→ Task objective: Write out every entry below word for word, line by line, with nothing altered.

→ Entries provided:
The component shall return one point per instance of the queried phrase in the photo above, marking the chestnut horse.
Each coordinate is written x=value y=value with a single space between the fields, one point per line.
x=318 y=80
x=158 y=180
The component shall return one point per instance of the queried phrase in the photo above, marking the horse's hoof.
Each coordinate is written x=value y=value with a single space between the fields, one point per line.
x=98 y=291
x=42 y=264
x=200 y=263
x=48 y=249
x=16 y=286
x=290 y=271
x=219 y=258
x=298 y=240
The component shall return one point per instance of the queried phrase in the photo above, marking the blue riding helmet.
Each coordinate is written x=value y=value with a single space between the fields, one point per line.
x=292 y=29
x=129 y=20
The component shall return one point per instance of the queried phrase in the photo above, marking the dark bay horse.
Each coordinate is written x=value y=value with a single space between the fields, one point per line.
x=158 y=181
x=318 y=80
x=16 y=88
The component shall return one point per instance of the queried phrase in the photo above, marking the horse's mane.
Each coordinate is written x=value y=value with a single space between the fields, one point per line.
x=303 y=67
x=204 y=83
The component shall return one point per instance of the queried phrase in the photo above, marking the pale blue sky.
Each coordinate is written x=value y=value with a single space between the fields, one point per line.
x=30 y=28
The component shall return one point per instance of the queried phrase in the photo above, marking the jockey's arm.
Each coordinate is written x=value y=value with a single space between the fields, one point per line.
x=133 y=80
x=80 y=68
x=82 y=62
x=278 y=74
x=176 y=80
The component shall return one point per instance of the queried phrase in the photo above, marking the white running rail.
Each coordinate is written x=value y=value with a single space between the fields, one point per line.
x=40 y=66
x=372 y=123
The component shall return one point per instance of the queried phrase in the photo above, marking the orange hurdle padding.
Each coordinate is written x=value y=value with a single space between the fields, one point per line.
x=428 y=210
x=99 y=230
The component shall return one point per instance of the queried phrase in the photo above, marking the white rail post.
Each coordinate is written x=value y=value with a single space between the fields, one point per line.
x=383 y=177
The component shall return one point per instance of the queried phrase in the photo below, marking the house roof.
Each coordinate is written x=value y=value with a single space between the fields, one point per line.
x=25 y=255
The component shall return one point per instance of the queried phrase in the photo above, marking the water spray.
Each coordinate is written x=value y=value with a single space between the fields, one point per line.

→ Complete answer:
The component shall return one point per instance of the queried phrase in the photo above, marking the chestnut horse.
Each coordinate is written x=value y=value with a single space between the fields, one point per line.
x=318 y=80
x=158 y=180
The component shall return one point per instance of the queried phrase in the photo above, marking the horse's hoof.
Each coordinate is written x=value y=value with a single space between the fields, one point per line.
x=98 y=291
x=42 y=264
x=200 y=263
x=48 y=249
x=16 y=286
x=290 y=271
x=219 y=258
x=298 y=240
The component shall return one point per instance of the queried phrase in the photo above, marking the blue riding helmet.
Each coordinate is written x=value y=value with a single space between the fields, one point per line.
x=292 y=29
x=129 y=20
The component shall return one point per instance of the queried phrase in the photo above, marking the dark bay horse.
Each coordinate is written x=value y=value with a single space between the fields, one point per line.
x=158 y=181
x=318 y=80
x=16 y=88
The component shall return one point per instance of the queried phrase in the photo above, marking the horse's mane.
Each coordinate is written x=value y=value with a single space between the fields, one point per line.
x=303 y=67
x=204 y=83
The component shall return one point per instance of the queried phrase in the photo above, marking the pale blue sky.
Each coordinate is written x=value y=value with a single space between the fields, one point per line.
x=30 y=28
The component shall return one point per instance of the queried phrase in the photo above, marking the jockey's arm.
Each coordinate is written x=value y=value with a single space between the fields, one point per line.
x=133 y=80
x=80 y=68
x=82 y=62
x=278 y=74
x=176 y=80
The component shall return one point per instance of the queried phrase in the photo above, marking the white running rail.
Each coordinate is written x=value y=value with a single space between the fields, one point per line.
x=40 y=66
x=372 y=123
The component shall return one point per instance of the queried phrase in the photo above, marking the orange hurdle padding.
Each coordinate is written x=value y=value with a single space between the fields, one point per line.
x=428 y=210
x=99 y=230
The component shall return one point per instance of the queried phrase in the photo above, marking the white rail post.
Each coordinate is written x=value y=value with a single space between the fields, one point per line.
x=383 y=177
The component shall return one point per instance of the queried phrase in the photo below, marking the house roof.
Each coordinate is written x=value y=value with a single space between the fields, one point per line.
x=25 y=255
The component shall return one point per instance of the queried phrase in the photo above, marking the water spray.
Each coordinate is written x=value y=value with a single space between the fields, one point per line.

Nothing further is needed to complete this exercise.